Within the records below, how many lines hold the string "mossy"? State that number and nothing else.

··· EXERCISE INPUTS ···

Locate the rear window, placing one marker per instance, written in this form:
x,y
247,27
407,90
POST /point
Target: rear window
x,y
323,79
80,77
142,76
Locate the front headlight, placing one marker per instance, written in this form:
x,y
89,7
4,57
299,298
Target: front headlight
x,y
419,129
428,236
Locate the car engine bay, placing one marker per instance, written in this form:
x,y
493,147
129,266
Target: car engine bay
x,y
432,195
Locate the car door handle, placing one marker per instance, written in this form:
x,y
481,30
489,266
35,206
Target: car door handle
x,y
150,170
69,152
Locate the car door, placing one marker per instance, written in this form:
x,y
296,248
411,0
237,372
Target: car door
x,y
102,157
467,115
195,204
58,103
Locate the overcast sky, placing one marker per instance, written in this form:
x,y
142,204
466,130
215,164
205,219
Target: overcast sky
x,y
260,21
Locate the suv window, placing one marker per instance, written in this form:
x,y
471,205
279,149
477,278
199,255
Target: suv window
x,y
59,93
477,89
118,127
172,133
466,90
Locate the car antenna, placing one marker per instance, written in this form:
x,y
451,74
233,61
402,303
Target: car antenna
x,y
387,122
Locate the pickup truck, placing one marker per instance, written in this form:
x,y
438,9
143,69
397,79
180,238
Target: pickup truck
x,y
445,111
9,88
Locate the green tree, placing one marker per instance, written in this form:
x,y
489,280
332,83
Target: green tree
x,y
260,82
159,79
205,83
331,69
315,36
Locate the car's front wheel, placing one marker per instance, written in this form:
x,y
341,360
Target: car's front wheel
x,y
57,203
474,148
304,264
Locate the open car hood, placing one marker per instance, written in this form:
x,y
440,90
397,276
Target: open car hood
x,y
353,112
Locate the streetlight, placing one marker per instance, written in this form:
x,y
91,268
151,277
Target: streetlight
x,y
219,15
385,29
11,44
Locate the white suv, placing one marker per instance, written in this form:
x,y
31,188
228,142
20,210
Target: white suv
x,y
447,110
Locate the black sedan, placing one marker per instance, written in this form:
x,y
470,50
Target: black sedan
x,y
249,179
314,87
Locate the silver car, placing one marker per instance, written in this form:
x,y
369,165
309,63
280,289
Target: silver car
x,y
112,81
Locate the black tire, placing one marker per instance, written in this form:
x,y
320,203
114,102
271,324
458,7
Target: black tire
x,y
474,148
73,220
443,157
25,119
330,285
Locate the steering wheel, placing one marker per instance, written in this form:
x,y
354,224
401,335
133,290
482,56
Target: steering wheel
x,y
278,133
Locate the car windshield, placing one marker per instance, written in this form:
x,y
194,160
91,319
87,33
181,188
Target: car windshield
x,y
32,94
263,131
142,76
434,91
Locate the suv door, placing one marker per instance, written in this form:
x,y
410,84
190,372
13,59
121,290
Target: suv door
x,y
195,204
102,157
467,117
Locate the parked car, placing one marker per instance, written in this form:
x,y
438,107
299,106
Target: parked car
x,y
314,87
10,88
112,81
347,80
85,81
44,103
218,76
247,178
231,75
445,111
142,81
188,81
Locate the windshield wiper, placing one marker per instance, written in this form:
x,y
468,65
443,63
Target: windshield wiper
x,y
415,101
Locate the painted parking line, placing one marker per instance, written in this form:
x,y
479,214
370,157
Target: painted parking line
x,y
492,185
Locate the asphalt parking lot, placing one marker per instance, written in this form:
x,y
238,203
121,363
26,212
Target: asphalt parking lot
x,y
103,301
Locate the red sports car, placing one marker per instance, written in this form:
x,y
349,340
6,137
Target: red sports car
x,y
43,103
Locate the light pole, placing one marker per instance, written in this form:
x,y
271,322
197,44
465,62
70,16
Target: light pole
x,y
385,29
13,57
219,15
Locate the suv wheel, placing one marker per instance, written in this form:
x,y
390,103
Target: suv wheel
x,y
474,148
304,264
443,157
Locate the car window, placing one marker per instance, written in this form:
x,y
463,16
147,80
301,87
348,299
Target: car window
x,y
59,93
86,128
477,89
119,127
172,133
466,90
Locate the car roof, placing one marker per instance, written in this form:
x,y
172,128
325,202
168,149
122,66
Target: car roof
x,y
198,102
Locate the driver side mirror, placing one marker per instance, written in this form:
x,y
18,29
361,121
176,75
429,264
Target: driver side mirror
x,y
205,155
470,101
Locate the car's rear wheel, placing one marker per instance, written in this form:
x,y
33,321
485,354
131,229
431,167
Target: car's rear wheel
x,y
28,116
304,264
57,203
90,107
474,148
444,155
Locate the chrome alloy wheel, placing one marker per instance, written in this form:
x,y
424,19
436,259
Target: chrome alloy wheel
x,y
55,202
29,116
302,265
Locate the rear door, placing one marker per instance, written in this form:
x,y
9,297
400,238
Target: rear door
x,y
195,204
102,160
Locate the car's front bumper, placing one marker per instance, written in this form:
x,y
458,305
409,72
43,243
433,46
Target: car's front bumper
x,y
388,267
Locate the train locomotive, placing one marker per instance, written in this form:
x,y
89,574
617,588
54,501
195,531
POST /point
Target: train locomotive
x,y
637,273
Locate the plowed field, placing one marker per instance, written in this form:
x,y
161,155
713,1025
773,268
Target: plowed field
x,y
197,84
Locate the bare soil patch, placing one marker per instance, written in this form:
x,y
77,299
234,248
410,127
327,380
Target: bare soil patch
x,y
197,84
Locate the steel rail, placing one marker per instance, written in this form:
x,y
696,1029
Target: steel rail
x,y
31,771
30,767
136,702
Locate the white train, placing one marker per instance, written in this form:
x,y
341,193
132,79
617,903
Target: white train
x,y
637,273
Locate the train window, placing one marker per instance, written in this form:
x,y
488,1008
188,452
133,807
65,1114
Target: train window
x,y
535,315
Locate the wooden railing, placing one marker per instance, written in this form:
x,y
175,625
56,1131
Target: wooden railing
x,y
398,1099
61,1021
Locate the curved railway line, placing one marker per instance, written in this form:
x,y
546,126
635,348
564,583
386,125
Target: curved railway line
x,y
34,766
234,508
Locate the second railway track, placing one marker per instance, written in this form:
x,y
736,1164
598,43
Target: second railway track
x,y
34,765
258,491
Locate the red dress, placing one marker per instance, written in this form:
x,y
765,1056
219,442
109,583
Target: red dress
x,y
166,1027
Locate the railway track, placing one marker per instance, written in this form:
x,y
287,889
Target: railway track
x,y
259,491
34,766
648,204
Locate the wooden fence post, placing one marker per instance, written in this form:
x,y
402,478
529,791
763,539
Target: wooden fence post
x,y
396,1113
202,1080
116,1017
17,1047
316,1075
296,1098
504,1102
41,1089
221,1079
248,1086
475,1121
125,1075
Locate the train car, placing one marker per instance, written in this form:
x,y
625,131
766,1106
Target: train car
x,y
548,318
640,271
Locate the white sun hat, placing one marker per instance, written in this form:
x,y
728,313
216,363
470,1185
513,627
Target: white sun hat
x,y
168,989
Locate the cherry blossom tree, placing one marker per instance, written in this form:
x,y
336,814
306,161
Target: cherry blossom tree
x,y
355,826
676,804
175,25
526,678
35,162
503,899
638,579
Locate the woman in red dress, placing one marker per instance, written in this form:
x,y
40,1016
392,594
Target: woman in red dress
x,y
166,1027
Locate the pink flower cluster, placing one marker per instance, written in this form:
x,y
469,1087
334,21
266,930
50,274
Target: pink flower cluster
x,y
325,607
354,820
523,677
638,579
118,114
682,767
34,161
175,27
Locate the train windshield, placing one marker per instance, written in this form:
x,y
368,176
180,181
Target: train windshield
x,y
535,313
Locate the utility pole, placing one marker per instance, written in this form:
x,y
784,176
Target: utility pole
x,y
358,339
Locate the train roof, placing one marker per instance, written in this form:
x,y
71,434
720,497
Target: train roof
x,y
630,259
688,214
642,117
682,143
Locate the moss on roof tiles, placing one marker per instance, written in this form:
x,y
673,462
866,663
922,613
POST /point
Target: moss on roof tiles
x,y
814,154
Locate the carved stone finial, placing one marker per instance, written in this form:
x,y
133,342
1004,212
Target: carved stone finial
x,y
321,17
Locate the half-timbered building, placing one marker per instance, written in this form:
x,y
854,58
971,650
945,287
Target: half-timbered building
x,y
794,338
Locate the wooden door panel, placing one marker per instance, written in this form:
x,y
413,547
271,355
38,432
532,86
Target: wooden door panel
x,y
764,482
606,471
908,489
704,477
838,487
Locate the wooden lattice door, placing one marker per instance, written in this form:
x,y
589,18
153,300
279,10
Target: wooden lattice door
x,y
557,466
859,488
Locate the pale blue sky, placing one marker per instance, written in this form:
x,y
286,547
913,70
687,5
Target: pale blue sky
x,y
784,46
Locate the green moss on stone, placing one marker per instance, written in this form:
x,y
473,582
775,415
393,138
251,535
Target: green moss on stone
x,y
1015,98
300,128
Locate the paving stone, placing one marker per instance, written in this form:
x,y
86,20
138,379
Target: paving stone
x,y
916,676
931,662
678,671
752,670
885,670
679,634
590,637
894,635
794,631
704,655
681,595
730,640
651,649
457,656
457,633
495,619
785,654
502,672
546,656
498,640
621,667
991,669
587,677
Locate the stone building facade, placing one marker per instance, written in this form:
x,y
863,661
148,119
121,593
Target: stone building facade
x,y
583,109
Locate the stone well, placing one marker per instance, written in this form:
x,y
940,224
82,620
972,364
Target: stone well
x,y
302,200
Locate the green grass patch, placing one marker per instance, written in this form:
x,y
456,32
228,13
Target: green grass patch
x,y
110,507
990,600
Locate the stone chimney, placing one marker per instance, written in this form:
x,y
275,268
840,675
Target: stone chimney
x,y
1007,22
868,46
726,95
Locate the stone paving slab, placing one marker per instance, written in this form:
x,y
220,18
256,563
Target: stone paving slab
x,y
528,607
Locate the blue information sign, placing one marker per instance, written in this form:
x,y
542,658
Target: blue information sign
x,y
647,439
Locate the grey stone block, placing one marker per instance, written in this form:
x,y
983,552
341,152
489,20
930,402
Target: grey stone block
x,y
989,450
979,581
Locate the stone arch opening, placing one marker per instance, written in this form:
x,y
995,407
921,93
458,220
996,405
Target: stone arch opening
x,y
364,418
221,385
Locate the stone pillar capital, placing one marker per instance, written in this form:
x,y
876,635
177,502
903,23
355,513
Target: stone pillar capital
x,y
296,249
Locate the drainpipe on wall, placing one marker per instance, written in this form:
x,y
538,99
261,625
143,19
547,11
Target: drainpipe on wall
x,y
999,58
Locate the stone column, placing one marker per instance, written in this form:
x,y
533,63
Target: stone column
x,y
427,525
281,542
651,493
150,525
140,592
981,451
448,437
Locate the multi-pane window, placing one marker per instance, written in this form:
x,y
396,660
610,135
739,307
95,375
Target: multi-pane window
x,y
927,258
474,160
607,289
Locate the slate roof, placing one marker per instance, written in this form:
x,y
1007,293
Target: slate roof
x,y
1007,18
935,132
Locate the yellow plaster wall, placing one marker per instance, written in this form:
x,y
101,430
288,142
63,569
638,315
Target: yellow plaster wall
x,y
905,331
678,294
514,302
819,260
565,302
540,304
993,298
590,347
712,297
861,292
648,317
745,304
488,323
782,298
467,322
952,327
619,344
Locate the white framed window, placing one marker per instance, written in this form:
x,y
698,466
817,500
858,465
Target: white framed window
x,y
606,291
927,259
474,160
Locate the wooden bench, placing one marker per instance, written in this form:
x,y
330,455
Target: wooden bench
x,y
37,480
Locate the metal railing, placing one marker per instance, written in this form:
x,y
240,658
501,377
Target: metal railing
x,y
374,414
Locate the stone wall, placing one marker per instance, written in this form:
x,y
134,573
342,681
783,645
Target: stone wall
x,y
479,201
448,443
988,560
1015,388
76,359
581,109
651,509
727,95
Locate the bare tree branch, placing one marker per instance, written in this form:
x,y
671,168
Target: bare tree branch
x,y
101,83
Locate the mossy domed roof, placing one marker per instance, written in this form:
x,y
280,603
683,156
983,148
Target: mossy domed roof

···

◆ THE ANSWER ◆
2